▶ **EXTRAIT CHOISI**
▼

Du cimetière confessionnel au carré confessionnel
Les cimetières confessionnels sont les propriétés privées des Consistoires. Ils ont été créés avant la séparation de l’Eglise et de l’Etat en 1905. Les concessions sont perpétuelles.
Dans la tradition juive, on exhume jamais les corps sauf rares exceptions, par exemple lors du regroupement familial ou d’une réinhumation en Terre Sainte. Sinon, le judaïsme considère que le défunt a acquis sa place pour l’éternité.
Depuis l’interdiction de créer des cimetières confessionnels, la loi enjoint aux municipalités de créer des carrés confessionnels gérés par la commune conformément à la circulaire ministérielle Alliot Marie et reprise par celle de Hortefeux. Par contre ces carrés confessionnels ne sont pas des concessions perpétuelles mais des concessions de 10, 20, 30, 50 ans renouvelables. Encore faut il qu’il y ait des ascendants en mesure de les renouveler car la crémation est strictement interdite par le judaïsme. En effet il y a lieu de respecter l’intégrité du corps comme il est dit dans la Bible « tu viens de la poussière et tu retournes à la poussière ».
Des carrés juifs dans le respect du judaïsme
Sur le plan religieux, les carrés confessionnels sont règlementés. Il faut soit une séparation de 2 mètres avec les autres carrés ou alors des fusains d’un mètre de hauteur.
Cependant la circulaire de 2008 en vigueur n’empêche pas une inhumation de confession non-israélite dans le carré.
Il y a également la possibilité de créer des caveaux de plusieurs places cependant il faut une séparation de 66 centimètres entre les corps.
Les carrés confessionnels de France
En Île de France où il n’y a que des carrés confessionnels, les Parisiens prennent des concessions à durée limitée ou se tournent vers Israël ce qui n’est pas à la portée de tout un chacun. C’est aussi sans compter la difficulté de pouvoir se recueillir régulièrement devant la sépulture d’un être cher.

▲

▶ **EXTRAITS DES ITEMS**

▼

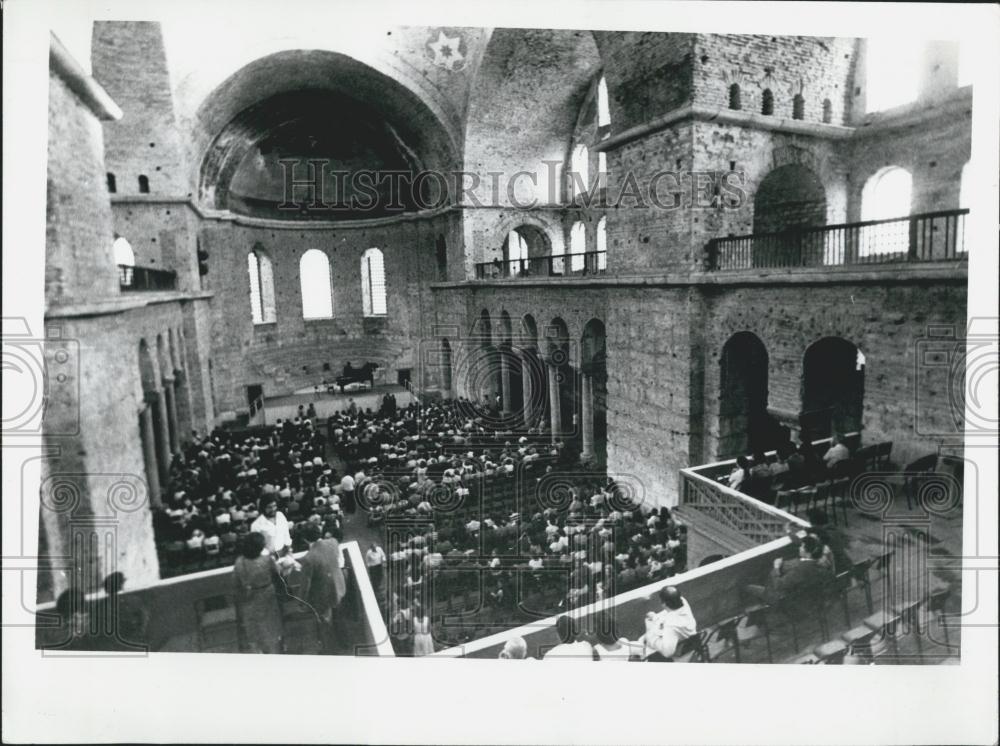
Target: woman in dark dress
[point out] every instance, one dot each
(255, 575)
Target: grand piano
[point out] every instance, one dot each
(357, 375)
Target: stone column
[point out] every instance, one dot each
(554, 403)
(161, 432)
(587, 415)
(149, 456)
(182, 397)
(526, 390)
(168, 395)
(505, 380)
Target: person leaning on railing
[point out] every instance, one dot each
(810, 572)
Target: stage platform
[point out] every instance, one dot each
(326, 404)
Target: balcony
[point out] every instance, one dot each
(145, 278)
(927, 237)
(558, 265)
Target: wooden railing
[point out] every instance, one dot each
(753, 519)
(931, 236)
(559, 265)
(145, 278)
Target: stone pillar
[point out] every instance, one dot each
(587, 415)
(161, 431)
(168, 395)
(508, 405)
(182, 397)
(526, 390)
(149, 456)
(554, 403)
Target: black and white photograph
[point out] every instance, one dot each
(342, 343)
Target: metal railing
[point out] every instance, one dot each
(145, 278)
(559, 265)
(751, 518)
(931, 236)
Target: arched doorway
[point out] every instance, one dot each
(790, 197)
(594, 391)
(833, 388)
(523, 248)
(743, 393)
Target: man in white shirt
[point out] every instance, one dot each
(272, 523)
(347, 492)
(667, 628)
(570, 648)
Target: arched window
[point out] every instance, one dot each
(965, 195)
(602, 244)
(580, 170)
(314, 279)
(124, 256)
(798, 107)
(892, 67)
(261, 273)
(735, 101)
(373, 283)
(603, 109)
(886, 195)
(517, 248)
(767, 102)
(577, 246)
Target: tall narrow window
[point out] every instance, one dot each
(965, 195)
(580, 170)
(965, 64)
(767, 102)
(798, 107)
(577, 246)
(124, 256)
(262, 309)
(373, 283)
(735, 100)
(517, 247)
(314, 278)
(892, 69)
(603, 109)
(602, 244)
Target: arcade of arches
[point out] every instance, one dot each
(196, 296)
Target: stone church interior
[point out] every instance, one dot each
(646, 350)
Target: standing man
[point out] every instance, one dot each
(274, 526)
(347, 491)
(375, 562)
(323, 585)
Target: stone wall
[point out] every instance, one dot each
(78, 230)
(290, 353)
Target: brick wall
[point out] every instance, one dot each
(274, 354)
(818, 68)
(128, 59)
(78, 231)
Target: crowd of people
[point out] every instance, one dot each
(428, 467)
(790, 467)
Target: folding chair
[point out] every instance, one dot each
(218, 628)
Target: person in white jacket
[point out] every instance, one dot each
(667, 628)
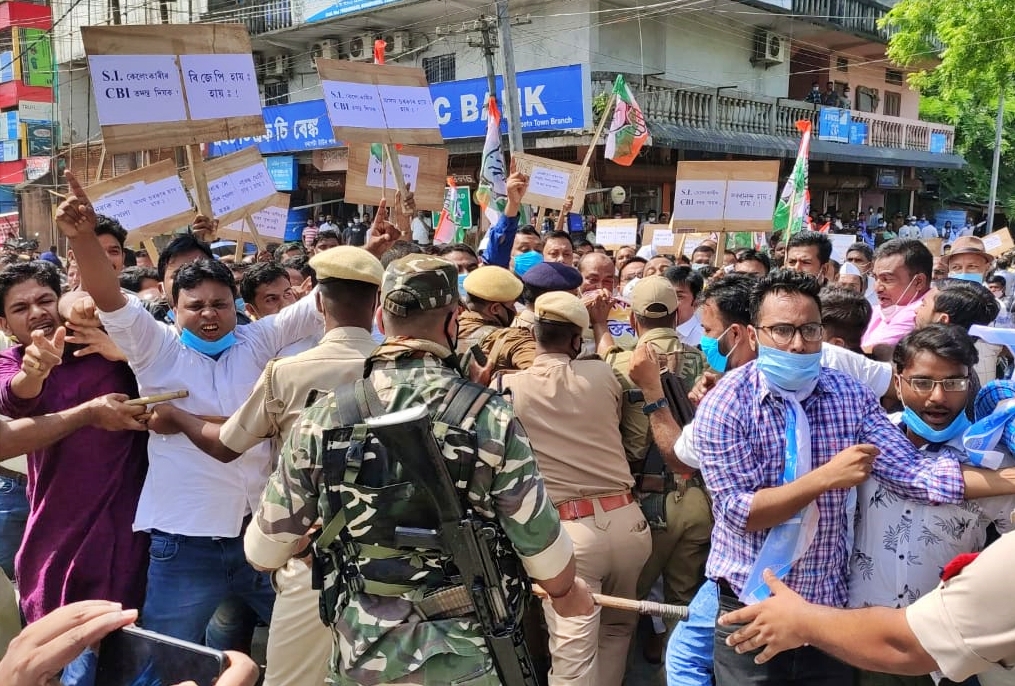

▲

▶ **CONSIGNE A**
Relevez dans l'extrait sur les carrés confessionnels juifs le passage qui débute aux mots « Des carrés juifs » et s'achève après « mètre de hauteur. », en le recopiant sans aucune modification.
▶ **CONSIGNE B**
Poursuivez l'extrait sur les carrés confessionnels juifs à partir de sa dernière phrase.

▶ **RÉPONSE RÉDIGÉE A**
Des carrés juifs dans le respect du judaïsme
Sur le plan religieux, les carrés confessionnels sont règlementés. Il faut soit une séparation de 2 mètres avec les autres carrés ou alors des fusains d’un mètre de hauteur.

▶ **RÉPONSE RÉDIGÉE B**
Le judaïsme qui ne s’attache pas au matérialisme mais au spirituel prend toutefois en considération que la tombe est la porte du ciel où se sépare l’âme du corps. De là naît l’importance du pèlerinage sur ses lieux à l’occasion des anniversaires de décès ou la veille des Fêtes religieuses.
En ma qualité de responsable national, auprès du Grand Rabbin de France des Derniers Devoirs, et à la demande du Ministère de l’Intérieur, j’ai recensé 46 cimetières sur tout le territoire national.
Dans le Sud-ouest, 9 cimetières existent dont 3 seulement à Bordeaux. L’un deux est totalement complet. Dans les Pyrénées Atlantiques, on en comptabilise 6 datant du 16-18ème siècle dont un en service à Bayonne et un en service à Peyrorade. Ces derniers sont gérés par le Consistoire de Bayonne. Tous ces cimetières confessionnels ont été créés par les juifs expulsés d’Espagne et du Portugal. Le plus récent sur les trois de Peyrorade, dispose de nombreuses concessions perpétuelles qui pourraient être mises à la disposition des communautés. Bayonne se propose de tout organiser : cérémonies d’obsèques, prières et respect du culte des familles visant à accomplir leurs devoirs dans le strict respect des lois du judaïsme.
Pour conclure je dirais qu’on doit tout faire pour respecter la mémoire de nos parents. Comme le disent nos Sages, on a plus de mérite « après leur disparition plus que de leur vivant », car ils ne sont plus là pour nous exprimer, par leur affection, leur reconnaissance.